## Problem 1
Return the part of the book description from "Managing Alcohol, Tobacco" to "and its complications." word for word.
## Problem 2
In the book description, rewrite the paragraph beginning "The Pocket Guide helps medical and nursing students" in fewer words, keeping its main facts.
## Problem 3
Continue the book description from its last sentence.

## Supplied passage

********************

Advice and treatment by physicians and nurses can substantially reduce substance use and its associated disease and health care costs, yet physicians are often hampered by lack of training and knowledge in this area.
Managing Alcohol, Tobacco and Other Drug Problems: A Pocket Guide for Physicians and Nurses is a quick reference for the busy physician or nurse. It summarizes the simplest, most effective and best researched protocols for identifying and treating substance use and its complications.
The Pocket Guide helps medical and nursing students, physicians and nurses recognize that substance use problems are medically treatable. This guide will not only demistify the treatment of patients with substance use issues, but will also lead to better treatment outcomes. The Pocket Guide is an invaluable, practical resource with answers for most substance use problems.
About the authors
Meldon Kahan, MD, CCFP, FCFP, FRCPC, is medical director of the substance use service at Women's College Hospital in Toronto. In addition, he is an associate professor and funded researcher in the Department of Family and Community Medicine at the University of Toronto.

********************

## Entries supplied
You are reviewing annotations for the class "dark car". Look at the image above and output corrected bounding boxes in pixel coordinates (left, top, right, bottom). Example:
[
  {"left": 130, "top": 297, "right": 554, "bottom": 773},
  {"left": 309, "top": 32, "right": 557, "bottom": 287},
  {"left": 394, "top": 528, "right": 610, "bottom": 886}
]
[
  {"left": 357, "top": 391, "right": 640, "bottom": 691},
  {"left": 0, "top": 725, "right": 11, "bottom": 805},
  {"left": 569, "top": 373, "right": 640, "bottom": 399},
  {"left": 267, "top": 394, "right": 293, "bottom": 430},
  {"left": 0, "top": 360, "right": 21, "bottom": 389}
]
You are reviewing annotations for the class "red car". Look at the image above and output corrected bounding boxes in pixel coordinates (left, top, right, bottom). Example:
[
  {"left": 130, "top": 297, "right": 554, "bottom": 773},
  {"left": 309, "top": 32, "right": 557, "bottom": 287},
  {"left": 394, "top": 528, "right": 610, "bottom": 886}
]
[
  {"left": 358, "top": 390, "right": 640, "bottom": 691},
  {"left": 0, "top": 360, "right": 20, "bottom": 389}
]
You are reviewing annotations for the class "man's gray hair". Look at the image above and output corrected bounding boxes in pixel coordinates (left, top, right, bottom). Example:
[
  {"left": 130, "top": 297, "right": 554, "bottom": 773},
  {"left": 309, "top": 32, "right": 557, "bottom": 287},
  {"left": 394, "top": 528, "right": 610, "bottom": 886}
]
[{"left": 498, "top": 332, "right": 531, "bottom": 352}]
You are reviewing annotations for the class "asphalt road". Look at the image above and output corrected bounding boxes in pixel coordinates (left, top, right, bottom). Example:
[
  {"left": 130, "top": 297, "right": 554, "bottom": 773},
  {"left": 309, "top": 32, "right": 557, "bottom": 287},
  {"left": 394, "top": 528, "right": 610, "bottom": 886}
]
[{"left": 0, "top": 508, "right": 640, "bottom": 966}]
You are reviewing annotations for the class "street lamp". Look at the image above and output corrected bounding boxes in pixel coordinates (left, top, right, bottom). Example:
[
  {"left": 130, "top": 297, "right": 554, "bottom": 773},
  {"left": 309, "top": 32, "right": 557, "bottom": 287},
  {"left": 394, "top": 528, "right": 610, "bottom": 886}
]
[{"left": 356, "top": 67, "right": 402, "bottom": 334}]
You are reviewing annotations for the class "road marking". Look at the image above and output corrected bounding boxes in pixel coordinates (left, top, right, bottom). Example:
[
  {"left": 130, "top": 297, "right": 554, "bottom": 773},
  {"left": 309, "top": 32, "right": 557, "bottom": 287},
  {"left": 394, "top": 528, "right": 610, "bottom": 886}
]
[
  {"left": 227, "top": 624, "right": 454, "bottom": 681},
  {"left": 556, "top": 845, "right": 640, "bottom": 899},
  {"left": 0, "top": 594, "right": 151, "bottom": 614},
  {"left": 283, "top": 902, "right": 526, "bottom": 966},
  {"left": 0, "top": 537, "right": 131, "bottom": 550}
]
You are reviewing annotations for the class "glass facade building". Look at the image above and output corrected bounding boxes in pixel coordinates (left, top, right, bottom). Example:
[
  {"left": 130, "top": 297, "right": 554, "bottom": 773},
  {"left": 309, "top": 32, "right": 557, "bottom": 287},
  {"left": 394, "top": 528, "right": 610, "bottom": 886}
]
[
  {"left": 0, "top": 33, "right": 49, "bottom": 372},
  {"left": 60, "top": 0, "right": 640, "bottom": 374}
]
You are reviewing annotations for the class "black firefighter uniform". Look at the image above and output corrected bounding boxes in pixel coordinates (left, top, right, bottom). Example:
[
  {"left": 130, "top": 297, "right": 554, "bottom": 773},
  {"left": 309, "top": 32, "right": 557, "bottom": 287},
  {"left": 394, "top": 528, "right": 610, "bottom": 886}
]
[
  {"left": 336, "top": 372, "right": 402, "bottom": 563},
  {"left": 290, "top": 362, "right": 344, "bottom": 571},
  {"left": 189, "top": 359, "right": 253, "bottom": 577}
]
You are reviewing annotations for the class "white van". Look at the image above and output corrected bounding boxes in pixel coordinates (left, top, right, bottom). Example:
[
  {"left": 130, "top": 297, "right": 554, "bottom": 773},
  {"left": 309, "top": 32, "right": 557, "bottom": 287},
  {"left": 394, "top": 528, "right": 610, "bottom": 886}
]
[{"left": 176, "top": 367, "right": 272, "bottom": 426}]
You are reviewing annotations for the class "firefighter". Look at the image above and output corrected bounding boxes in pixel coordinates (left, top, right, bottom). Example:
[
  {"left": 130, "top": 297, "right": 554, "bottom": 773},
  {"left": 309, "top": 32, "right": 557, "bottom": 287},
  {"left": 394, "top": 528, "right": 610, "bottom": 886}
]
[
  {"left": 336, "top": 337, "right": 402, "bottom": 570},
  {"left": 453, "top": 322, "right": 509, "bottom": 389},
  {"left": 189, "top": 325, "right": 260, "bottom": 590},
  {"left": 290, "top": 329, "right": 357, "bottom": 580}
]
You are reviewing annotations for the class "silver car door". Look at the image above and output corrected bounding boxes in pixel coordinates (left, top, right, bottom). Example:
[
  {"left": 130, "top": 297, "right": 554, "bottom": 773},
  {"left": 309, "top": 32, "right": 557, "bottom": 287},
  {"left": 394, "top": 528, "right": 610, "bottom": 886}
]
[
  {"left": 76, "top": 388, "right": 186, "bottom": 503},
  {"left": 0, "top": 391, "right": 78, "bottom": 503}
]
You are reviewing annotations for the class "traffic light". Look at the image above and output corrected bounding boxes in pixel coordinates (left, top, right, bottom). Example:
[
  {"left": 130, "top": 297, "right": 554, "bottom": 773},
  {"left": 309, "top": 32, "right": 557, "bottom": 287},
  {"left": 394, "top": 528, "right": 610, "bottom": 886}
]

********************

## Expected output 1
Managing Alcohol, Tobacco and Other Drug Problems: A Pocket Guide for Physicians and Nurses is a quick reference for the busy physician or nurse. It summarizes the simplest, most effective and best researched protocols for identifying and treating substance use and its complications.

## Expected output 2
The Pocket Guide shows medical and nursing students, physicians and nurses that substance use problems can be treated medically. It makes treating patients with these problems less mysterious, leads to better outcomes, and gives practical answers for most substance use problems.

## Expected output 3
Lynn Wilson, MD, CCFP, FCFP, is an Associate Professor and Department Chair, Family & Community Medicine at the University of Toronto. She also serves as co-Chair, Faculty of Medicine Strategic Plan Social Responsibility Working Group; Physicians Services Committee, MoHLTC; St. Joseph’s Urban Health Team; Chair, National Association of Canadian Chairs of Family Medicine; Member, Toronto Central Local Health Integrated Network, Clinical Leadership Services Committee. Dr. Wilson’s research interests include: Influence of prenatal parenting education on postpartum anxiety and marital adjustment; Psychosocial risk factors during pregnancy; Antenatal psychosocial risk factors associated with adverse postpartum outcomes; Meta-analysis of randomized trials on physician interventions with problem drinkers; Project CREATE: Curriculum renewal and evaluation of addiction training and education; and barriers to emergency medical care for heroin users.